[Start Material for this task]

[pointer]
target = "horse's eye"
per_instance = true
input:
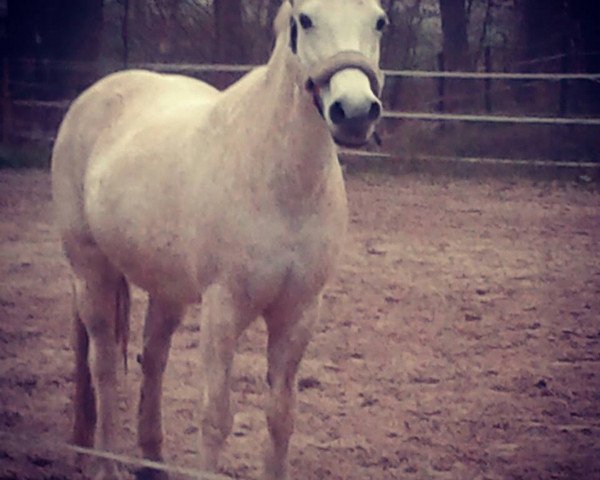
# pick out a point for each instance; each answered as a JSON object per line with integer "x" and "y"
{"x": 305, "y": 21}
{"x": 381, "y": 23}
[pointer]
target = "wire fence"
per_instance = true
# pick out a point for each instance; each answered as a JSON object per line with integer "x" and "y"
{"x": 23, "y": 443}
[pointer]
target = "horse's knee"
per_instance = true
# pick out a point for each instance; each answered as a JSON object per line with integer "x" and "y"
{"x": 280, "y": 416}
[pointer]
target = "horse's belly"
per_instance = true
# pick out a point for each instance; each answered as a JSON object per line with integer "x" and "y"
{"x": 145, "y": 236}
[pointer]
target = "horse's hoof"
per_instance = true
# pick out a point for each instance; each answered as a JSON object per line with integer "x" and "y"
{"x": 147, "y": 473}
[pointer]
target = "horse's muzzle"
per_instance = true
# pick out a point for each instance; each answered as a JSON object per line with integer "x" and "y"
{"x": 321, "y": 73}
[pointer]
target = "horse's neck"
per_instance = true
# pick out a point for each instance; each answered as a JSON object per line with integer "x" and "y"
{"x": 286, "y": 142}
{"x": 305, "y": 149}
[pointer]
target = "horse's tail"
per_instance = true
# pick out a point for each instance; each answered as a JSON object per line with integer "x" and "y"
{"x": 122, "y": 309}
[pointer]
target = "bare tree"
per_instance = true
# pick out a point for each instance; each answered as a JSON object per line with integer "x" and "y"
{"x": 454, "y": 32}
{"x": 229, "y": 31}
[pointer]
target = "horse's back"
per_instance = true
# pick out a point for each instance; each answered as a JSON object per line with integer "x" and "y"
{"x": 98, "y": 119}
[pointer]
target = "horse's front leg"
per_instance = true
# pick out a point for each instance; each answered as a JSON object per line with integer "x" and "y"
{"x": 289, "y": 335}
{"x": 162, "y": 319}
{"x": 224, "y": 317}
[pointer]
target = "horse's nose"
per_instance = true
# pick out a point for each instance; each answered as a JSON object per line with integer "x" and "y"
{"x": 344, "y": 113}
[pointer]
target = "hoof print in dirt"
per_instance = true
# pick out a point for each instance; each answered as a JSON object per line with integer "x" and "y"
{"x": 307, "y": 383}
{"x": 150, "y": 474}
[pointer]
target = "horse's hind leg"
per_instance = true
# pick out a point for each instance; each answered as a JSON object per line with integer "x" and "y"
{"x": 289, "y": 335}
{"x": 162, "y": 318}
{"x": 84, "y": 402}
{"x": 101, "y": 292}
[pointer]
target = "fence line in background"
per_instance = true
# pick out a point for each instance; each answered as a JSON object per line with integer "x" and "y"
{"x": 482, "y": 160}
{"x": 199, "y": 68}
{"x": 242, "y": 68}
{"x": 402, "y": 115}
{"x": 48, "y": 443}
{"x": 490, "y": 118}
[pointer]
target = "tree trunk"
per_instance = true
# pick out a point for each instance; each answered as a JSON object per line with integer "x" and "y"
{"x": 229, "y": 30}
{"x": 454, "y": 32}
{"x": 456, "y": 53}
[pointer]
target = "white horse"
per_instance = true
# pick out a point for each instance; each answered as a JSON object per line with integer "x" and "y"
{"x": 232, "y": 198}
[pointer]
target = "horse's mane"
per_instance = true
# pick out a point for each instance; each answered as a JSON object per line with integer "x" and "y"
{"x": 282, "y": 20}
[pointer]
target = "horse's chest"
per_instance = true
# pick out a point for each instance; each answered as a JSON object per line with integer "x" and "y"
{"x": 290, "y": 259}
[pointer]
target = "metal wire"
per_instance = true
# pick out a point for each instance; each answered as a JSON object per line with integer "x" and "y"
{"x": 19, "y": 440}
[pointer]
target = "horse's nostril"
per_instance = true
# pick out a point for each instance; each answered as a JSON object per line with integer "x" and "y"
{"x": 374, "y": 111}
{"x": 336, "y": 113}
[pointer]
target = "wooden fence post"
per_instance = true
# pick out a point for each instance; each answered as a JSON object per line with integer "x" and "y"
{"x": 6, "y": 103}
{"x": 563, "y": 96}
{"x": 441, "y": 106}
{"x": 488, "y": 81}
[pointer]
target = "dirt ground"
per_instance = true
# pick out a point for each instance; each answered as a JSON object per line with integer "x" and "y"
{"x": 459, "y": 340}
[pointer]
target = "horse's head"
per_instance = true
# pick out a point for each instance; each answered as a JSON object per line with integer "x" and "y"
{"x": 337, "y": 42}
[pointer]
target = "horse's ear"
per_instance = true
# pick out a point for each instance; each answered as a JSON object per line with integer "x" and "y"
{"x": 293, "y": 35}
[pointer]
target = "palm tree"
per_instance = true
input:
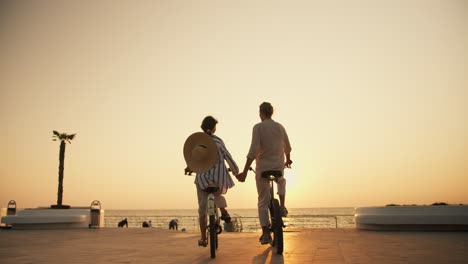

[End Material for this task]

_What you have to do_
Give the number of lines in the material above that contain the string "fence", counting only matches in the same case, and state nothing but that number.

_Task result_
3